[[ Input for this task open ]]

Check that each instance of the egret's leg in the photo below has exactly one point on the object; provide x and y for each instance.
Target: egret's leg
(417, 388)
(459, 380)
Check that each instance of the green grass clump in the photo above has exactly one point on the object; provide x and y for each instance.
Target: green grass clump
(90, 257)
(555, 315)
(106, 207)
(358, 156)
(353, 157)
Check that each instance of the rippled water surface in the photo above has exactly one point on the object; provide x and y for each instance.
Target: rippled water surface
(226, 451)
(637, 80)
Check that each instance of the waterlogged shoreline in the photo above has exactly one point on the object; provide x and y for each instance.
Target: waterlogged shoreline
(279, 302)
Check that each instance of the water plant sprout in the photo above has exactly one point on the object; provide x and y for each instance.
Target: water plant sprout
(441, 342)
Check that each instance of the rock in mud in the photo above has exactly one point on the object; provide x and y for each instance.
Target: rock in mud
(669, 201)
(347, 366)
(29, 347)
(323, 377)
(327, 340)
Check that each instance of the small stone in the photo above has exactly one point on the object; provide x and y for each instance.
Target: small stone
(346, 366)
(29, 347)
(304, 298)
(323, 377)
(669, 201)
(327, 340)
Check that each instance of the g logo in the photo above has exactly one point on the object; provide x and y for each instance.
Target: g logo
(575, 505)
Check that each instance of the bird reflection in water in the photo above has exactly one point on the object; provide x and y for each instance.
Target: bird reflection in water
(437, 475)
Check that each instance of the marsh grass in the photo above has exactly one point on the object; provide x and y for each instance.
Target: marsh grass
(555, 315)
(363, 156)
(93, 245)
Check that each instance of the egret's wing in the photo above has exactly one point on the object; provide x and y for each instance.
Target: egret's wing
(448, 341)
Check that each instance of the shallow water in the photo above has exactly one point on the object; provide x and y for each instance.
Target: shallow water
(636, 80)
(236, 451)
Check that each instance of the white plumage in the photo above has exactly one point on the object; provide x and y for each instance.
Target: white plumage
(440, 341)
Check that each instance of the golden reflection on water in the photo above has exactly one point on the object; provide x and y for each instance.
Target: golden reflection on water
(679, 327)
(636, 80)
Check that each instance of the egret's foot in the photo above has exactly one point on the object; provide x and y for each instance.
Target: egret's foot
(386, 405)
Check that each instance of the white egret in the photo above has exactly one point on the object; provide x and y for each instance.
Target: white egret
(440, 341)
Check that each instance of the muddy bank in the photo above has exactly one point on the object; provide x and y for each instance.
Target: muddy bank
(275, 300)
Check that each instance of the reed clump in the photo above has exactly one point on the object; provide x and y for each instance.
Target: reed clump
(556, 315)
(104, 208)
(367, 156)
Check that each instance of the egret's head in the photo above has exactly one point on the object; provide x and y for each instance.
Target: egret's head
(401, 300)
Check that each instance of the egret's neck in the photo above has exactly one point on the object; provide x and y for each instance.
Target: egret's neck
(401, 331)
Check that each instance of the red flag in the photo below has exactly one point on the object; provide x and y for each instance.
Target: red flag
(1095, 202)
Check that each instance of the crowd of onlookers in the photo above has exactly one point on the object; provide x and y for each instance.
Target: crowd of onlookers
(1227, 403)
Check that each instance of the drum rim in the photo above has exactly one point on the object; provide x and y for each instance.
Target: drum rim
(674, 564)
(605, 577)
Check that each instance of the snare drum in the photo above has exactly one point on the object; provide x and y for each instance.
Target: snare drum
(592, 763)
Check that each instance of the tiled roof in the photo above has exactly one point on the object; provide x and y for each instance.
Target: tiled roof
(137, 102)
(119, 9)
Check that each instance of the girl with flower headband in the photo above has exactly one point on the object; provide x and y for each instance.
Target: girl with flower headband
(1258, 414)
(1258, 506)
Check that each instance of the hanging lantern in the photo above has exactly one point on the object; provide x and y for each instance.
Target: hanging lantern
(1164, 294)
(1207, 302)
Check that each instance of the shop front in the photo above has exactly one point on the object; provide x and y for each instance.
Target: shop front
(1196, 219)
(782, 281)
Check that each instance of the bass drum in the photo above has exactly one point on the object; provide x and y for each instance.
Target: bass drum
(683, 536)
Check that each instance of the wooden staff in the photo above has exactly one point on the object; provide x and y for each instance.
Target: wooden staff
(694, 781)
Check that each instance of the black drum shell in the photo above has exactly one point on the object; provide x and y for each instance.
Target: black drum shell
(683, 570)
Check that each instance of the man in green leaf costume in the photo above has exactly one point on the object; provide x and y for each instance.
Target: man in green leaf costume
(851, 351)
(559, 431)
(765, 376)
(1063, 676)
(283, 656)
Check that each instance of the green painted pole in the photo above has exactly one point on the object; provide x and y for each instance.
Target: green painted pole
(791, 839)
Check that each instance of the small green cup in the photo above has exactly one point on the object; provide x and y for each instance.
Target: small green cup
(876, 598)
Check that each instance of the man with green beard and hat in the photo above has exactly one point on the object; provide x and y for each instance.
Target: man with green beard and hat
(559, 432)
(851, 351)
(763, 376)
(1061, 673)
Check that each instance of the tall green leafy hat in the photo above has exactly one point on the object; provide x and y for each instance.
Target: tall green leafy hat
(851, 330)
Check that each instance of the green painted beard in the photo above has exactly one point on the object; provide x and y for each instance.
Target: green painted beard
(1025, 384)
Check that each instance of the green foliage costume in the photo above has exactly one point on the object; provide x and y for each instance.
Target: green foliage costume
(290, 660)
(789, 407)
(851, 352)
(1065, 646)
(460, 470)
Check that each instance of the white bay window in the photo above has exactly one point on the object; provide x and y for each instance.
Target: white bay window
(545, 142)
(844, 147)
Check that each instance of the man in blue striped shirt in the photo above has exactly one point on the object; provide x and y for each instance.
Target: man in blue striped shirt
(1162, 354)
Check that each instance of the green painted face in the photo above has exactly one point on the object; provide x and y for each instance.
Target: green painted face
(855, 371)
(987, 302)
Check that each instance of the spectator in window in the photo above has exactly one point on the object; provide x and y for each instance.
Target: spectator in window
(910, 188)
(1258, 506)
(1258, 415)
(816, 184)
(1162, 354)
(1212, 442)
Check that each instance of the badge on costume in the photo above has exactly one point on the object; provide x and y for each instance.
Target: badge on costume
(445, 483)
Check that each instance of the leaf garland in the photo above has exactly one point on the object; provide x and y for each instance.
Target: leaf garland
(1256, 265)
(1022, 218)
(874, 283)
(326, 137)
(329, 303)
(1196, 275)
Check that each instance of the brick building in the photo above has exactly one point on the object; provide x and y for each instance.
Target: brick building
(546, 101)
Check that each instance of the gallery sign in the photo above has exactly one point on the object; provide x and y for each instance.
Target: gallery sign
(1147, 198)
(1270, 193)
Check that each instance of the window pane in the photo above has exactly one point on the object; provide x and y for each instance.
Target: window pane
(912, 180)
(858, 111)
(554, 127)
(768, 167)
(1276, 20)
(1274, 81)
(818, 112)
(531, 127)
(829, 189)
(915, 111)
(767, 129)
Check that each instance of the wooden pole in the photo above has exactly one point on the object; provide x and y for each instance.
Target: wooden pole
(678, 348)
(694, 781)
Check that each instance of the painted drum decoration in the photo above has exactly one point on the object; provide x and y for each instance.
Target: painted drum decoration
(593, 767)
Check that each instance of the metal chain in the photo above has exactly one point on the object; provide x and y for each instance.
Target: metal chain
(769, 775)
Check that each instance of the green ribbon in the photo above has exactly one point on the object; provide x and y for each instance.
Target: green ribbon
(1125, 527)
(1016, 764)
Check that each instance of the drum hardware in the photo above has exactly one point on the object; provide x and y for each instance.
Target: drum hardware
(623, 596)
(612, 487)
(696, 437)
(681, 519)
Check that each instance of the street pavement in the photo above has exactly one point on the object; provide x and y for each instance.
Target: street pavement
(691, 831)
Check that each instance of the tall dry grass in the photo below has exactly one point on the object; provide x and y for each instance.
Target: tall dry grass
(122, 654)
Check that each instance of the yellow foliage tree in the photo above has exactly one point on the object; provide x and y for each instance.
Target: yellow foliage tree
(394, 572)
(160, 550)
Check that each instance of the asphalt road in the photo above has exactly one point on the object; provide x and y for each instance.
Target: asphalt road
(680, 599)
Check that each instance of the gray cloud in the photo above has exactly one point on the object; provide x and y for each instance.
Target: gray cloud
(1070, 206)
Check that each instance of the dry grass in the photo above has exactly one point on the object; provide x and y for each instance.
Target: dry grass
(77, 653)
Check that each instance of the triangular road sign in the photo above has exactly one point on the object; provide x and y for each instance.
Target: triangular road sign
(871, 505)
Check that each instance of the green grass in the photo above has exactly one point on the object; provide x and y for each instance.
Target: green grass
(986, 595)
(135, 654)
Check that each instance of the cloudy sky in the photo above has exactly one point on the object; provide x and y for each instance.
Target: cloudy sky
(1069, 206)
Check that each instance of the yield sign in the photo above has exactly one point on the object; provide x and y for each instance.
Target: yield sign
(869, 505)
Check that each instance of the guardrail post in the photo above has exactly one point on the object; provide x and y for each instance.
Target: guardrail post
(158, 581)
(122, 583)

[[ Input for this task closed ]]

Exercise goal: Across all the records above, find each line with "below" in it and copy it.

Answer for the task:
Check that each instance of the egret's leg in the photo below has exactly one point on the object; provide x and y for each instance.
Check that each instance of the red flag in the photo below has exactly one point on the object; provide x and y for each instance.
Check that each instance of the tall dry grass in the photo below has exactly one point on the object; provide x and y for each instance.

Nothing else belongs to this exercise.